Chlorambucil produces its anti-cancer effects by interfering with DNA replication and damaging the DNA in a cell. The DNA damage induces cell cycle arrest and cellular apoptosis via the accumulation of cytosolic p53 and subsequent activation of Bcl-2-associated X protein, an apoptosis promoter. Chlorambucil alkylates and cross-links DNA during all phases of the cell cycle, inducing DNA damage via three different methods of covalent adduct generation with double-helical DNA:
Attachment of alkyl groups to DNA bases, resulting in the DNA being fragmented by repair enzymes in their attempts to replace the alkylated bases, preventing DNA synthesis and RNA transcription from the affected DNA.
DNA damage via the formation of cross-links which prevents DNA from being separated for synthesis or transcription.
Induction of mispairing of the nucleotides leading to mutations.
The precise mechanisms by which chlorambucil acts to kill tumor cells are not yet completely understood.
Limitations to bioavailability
A recent study has shown Chlorambucil to be detoxified by human glutathione transferase Pi, an enzyme that is often found over-expressed in cancer tissues. This is important since chlorambucil, as an electrophile, is made less reactive by conjugation with glutathione, thereby making the drug less toxic to the cell. Shown above, chlorambucil reacts with glutathione as catalyzed by hGSTA 1-1 leading to the formation of the monoglutathionyl derivative of chlorambucil.
* * * * * * *
Required action - Can you print the part of the chlorambucil passage above starting with "Induction of mispairing" and going on through "yet completely understood.", word for word?
* * * * * * *
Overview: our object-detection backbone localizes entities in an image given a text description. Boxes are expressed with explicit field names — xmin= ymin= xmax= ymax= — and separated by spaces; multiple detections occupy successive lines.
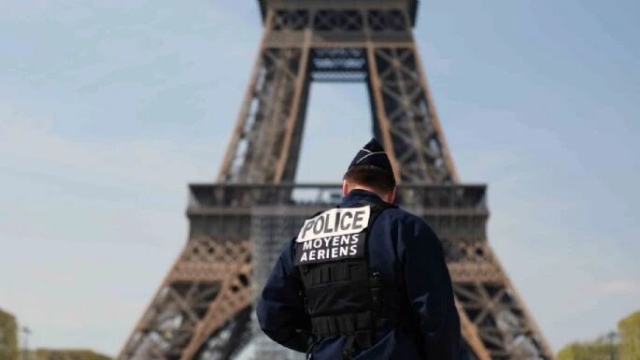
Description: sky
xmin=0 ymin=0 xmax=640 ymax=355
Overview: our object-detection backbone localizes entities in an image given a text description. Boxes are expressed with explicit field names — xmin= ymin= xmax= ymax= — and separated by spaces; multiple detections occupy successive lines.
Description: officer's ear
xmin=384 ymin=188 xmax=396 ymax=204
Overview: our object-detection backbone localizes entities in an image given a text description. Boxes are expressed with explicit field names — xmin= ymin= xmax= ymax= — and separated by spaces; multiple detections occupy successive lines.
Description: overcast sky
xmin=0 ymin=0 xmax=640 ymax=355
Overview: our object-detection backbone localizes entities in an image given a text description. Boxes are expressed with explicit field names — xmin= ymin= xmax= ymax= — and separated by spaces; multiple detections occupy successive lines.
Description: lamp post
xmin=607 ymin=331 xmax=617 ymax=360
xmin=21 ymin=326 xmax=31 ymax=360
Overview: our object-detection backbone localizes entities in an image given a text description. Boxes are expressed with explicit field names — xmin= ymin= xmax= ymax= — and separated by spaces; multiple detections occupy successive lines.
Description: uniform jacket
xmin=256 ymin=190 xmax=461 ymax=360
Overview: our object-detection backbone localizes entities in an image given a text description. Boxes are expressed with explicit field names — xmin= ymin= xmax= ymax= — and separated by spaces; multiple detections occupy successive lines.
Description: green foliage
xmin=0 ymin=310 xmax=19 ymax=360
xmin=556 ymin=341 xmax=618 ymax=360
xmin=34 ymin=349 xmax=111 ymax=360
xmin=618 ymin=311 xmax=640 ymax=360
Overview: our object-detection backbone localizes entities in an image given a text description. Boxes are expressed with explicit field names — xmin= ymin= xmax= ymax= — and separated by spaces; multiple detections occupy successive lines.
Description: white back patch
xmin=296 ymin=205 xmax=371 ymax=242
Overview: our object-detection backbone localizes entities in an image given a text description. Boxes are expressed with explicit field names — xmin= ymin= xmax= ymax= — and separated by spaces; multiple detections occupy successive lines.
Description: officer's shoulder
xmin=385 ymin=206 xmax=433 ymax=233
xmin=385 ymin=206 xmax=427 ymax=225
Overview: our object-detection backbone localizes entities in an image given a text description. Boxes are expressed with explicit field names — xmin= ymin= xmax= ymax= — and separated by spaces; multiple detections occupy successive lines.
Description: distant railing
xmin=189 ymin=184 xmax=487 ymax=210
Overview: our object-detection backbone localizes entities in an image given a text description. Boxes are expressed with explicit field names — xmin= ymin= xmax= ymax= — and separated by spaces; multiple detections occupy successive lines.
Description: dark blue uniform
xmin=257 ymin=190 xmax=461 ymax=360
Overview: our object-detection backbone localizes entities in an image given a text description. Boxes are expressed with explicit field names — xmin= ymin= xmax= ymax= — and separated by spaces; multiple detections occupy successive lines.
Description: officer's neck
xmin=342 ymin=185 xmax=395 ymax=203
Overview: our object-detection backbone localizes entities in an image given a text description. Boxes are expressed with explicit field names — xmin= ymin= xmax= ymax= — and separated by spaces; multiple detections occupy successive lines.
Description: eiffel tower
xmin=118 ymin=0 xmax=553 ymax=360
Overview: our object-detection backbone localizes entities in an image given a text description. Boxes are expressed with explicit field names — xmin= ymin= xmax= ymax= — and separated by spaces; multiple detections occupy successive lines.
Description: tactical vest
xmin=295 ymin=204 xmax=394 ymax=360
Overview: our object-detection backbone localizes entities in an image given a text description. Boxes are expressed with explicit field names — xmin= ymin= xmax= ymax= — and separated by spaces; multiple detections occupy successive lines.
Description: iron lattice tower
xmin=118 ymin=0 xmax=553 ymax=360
* * * * * * *
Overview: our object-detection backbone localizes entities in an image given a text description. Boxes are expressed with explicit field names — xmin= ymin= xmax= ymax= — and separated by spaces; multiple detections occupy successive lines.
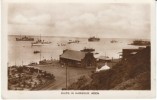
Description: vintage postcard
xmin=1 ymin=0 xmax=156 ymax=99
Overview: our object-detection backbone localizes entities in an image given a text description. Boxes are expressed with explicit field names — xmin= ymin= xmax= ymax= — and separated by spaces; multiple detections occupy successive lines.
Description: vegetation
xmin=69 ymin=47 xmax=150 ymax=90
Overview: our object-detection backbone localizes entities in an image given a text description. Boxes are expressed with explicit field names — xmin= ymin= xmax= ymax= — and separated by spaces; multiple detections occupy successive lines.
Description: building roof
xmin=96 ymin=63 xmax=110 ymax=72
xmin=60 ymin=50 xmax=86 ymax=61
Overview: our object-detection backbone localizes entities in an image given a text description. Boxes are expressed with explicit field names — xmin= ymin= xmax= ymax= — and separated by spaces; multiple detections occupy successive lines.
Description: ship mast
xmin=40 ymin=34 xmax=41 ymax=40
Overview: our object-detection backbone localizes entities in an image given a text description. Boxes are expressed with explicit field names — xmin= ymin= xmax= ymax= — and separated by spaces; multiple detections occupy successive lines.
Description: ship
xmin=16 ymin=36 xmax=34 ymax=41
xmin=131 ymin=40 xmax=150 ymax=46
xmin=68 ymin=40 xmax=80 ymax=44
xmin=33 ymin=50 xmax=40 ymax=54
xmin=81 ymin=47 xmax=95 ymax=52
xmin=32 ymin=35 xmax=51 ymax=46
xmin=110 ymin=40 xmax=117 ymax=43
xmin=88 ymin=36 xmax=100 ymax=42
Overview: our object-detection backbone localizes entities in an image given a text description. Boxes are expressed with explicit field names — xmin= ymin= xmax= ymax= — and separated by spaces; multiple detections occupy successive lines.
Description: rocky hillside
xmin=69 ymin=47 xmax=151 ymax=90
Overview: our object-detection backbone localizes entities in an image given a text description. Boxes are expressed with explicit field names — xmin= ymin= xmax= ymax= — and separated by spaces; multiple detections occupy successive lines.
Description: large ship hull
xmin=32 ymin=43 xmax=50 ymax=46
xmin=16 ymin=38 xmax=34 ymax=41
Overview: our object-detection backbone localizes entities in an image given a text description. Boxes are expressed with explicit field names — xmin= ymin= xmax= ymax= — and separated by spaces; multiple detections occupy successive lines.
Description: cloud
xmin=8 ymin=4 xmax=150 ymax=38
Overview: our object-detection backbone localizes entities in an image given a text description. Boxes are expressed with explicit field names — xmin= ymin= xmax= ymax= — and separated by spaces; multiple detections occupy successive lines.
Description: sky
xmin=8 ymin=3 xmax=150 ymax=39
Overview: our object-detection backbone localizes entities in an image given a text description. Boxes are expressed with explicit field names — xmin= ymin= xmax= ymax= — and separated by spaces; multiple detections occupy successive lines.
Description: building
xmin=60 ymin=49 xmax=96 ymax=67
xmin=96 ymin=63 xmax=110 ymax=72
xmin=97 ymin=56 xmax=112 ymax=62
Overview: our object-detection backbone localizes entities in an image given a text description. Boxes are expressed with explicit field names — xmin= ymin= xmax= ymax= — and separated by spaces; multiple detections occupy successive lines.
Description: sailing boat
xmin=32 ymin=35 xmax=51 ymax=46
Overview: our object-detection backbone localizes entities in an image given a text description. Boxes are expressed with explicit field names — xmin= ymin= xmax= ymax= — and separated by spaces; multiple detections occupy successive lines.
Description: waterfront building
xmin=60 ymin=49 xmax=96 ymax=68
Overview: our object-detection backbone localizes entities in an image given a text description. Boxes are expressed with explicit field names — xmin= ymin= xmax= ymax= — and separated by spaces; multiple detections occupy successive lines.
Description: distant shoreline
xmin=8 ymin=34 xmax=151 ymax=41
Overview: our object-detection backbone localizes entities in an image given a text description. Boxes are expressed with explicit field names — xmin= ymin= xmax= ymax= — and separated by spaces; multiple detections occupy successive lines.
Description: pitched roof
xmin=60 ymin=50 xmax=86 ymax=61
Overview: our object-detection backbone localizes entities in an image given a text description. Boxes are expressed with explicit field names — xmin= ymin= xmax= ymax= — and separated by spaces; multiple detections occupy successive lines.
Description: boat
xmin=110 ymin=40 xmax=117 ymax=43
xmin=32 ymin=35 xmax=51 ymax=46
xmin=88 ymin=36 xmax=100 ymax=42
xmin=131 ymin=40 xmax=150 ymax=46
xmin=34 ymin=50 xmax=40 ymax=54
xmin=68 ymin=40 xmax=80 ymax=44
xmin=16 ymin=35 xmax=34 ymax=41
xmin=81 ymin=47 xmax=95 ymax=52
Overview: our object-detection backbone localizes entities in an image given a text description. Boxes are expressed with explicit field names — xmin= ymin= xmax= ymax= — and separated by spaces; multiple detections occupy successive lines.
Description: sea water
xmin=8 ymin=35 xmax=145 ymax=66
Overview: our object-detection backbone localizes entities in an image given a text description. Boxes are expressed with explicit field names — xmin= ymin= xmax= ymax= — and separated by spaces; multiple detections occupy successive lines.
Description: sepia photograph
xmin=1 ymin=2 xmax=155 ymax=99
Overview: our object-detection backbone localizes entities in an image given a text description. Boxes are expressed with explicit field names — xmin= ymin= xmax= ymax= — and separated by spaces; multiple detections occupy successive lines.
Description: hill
* * * * * * *
Answer to this task -
Induction of mispairing of the nucleotides leading to mutations.
The precise mechanisms by which chlorambucil acts to kill tumor cells are not yet completely understood.